■ Requirement
Give the count of lines in the entries below that contain the string "outstretched", and only that count.

■ Information shown
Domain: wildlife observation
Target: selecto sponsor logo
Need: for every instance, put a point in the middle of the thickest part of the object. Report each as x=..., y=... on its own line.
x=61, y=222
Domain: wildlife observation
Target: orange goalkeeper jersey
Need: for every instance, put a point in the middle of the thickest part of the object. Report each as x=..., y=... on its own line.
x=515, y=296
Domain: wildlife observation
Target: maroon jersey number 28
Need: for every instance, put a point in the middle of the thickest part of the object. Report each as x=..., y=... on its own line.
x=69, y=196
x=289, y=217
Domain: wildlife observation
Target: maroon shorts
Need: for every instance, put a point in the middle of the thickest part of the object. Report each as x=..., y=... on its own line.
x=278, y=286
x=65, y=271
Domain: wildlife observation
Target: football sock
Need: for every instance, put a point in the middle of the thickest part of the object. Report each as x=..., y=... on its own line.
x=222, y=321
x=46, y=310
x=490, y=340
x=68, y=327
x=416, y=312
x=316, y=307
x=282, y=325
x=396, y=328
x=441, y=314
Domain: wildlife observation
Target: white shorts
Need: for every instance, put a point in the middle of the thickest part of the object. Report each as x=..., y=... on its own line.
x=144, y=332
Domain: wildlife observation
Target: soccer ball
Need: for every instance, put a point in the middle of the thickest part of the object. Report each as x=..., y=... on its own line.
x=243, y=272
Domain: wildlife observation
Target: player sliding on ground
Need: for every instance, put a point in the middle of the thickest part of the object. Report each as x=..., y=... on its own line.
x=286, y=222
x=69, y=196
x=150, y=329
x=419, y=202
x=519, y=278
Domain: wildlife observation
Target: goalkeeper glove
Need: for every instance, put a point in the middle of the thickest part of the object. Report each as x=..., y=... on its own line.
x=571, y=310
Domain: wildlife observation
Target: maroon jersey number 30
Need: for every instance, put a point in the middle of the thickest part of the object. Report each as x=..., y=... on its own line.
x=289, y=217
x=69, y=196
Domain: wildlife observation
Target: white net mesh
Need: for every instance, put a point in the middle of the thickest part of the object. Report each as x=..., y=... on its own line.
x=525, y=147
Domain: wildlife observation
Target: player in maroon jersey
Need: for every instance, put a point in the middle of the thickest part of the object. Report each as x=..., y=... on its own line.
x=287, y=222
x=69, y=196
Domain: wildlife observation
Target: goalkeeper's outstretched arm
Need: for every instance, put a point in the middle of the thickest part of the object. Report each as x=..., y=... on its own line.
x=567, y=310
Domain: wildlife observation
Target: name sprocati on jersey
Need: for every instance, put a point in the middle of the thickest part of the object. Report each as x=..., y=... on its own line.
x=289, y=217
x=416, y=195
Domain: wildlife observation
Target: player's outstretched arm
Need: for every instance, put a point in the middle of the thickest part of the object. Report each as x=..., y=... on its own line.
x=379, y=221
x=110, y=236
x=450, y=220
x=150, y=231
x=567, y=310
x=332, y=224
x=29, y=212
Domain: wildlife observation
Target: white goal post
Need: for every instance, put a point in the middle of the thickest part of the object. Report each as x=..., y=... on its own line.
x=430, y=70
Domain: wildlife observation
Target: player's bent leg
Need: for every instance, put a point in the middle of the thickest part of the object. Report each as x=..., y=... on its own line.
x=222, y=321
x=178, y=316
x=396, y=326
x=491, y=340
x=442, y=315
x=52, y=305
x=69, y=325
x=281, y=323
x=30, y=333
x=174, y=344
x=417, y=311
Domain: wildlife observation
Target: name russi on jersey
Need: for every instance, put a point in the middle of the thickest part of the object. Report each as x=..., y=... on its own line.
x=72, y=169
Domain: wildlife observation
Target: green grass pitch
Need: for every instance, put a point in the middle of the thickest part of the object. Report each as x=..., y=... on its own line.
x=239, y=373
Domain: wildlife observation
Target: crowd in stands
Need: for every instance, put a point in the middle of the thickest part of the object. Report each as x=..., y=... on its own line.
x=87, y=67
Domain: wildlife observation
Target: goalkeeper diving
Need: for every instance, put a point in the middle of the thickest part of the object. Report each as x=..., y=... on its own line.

■ Exercise response
2